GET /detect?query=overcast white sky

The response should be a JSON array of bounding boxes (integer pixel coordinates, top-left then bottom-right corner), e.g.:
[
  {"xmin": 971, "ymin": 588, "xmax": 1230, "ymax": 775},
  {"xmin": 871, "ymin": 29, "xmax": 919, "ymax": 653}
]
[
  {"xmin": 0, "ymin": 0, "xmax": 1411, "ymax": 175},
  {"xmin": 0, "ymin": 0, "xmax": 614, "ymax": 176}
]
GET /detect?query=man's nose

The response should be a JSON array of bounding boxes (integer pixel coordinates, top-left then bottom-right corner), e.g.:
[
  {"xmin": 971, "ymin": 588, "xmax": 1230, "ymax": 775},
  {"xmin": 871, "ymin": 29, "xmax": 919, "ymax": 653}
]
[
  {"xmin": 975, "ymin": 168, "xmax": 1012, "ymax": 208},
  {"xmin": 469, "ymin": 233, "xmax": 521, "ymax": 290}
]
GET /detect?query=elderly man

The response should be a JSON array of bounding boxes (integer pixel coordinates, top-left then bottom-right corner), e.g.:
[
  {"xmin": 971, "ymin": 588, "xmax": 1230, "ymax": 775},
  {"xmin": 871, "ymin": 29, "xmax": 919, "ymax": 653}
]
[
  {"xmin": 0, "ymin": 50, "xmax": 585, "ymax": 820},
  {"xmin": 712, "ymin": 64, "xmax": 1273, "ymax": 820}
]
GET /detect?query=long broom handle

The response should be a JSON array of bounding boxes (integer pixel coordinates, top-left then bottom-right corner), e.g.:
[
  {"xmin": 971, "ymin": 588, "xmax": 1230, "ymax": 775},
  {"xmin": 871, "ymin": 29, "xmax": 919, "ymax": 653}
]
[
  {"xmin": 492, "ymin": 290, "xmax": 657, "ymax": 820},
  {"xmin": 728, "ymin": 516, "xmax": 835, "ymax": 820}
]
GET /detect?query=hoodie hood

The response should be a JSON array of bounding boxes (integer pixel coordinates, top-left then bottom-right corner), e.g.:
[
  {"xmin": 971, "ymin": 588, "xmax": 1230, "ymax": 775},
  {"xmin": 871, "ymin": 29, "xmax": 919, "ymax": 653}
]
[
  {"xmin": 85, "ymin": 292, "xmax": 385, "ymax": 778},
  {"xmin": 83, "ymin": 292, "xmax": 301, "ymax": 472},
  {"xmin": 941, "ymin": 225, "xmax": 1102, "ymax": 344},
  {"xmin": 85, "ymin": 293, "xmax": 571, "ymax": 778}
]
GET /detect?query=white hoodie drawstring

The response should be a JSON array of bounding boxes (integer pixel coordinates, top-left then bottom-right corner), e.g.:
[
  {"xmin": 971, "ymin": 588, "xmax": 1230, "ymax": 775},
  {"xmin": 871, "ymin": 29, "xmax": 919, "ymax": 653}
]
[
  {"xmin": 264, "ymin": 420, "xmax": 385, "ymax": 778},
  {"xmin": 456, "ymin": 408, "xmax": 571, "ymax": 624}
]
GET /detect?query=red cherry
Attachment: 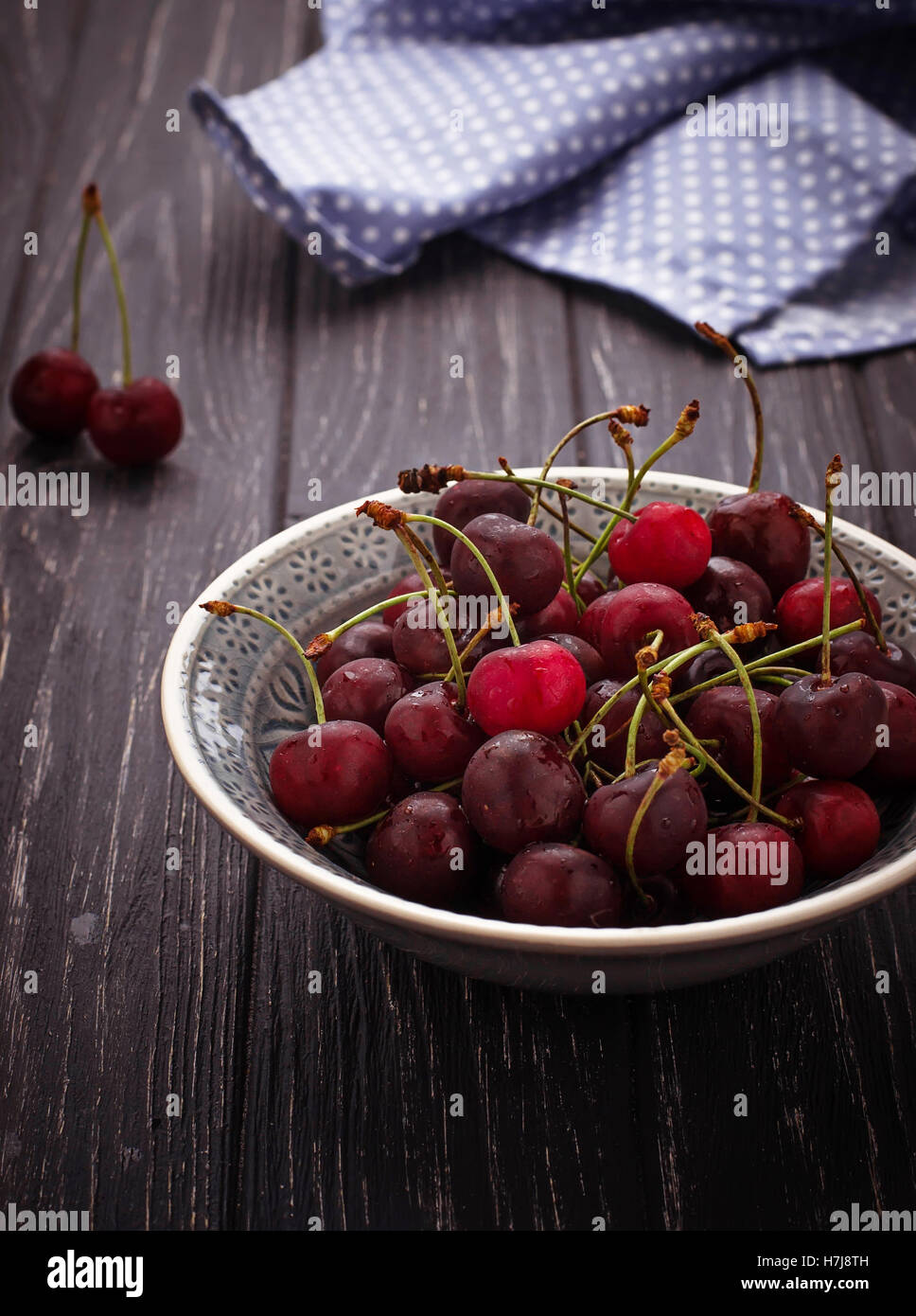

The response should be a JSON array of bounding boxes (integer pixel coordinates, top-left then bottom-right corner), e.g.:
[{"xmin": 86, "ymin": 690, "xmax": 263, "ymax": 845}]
[
  {"xmin": 775, "ymin": 782, "xmax": 880, "ymax": 880},
  {"xmin": 707, "ymin": 489, "xmax": 811, "ymax": 598},
  {"xmin": 498, "ymin": 841, "xmax": 623, "ymax": 928},
  {"xmin": 594, "ymin": 583, "xmax": 699, "ymax": 681},
  {"xmin": 608, "ymin": 503, "xmax": 712, "ymax": 590},
  {"xmin": 87, "ymin": 377, "xmax": 183, "ymax": 466},
  {"xmin": 270, "ymin": 721, "xmax": 392, "ymax": 827},
  {"xmin": 681, "ymin": 823, "xmax": 804, "ymax": 918},
  {"xmin": 9, "ymin": 347, "xmax": 98, "ymax": 441},
  {"xmin": 777, "ymin": 579, "xmax": 880, "ymax": 657},
  {"xmin": 467, "ymin": 640, "xmax": 586, "ymax": 736}
]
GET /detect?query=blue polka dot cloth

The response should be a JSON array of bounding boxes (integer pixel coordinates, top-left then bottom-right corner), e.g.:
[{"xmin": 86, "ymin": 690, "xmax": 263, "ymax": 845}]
[{"xmin": 191, "ymin": 0, "xmax": 916, "ymax": 365}]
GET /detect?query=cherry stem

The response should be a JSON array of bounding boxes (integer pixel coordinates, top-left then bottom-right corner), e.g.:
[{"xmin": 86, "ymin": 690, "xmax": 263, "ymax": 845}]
[
  {"xmin": 404, "ymin": 512, "xmax": 521, "ymax": 646},
  {"xmin": 465, "ymin": 471, "xmax": 636, "ymax": 525},
  {"xmin": 575, "ymin": 400, "xmax": 700, "ymax": 586},
  {"xmin": 200, "ymin": 598, "xmax": 326, "ymax": 725},
  {"xmin": 696, "ymin": 614, "xmax": 764, "ymax": 823},
  {"xmin": 395, "ymin": 525, "xmax": 467, "ymax": 712},
  {"xmin": 694, "ymin": 320, "xmax": 764, "ymax": 493},
  {"xmin": 819, "ymin": 454, "xmax": 842, "ymax": 685},
  {"xmin": 498, "ymin": 456, "xmax": 596, "ymax": 544},
  {"xmin": 70, "ymin": 208, "xmax": 92, "ymax": 351}
]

·····

### DIRECTION
How many lines in the entries above contain the string "hoodie"? Reply with the number alone.

### CORRECT OUTPUT
2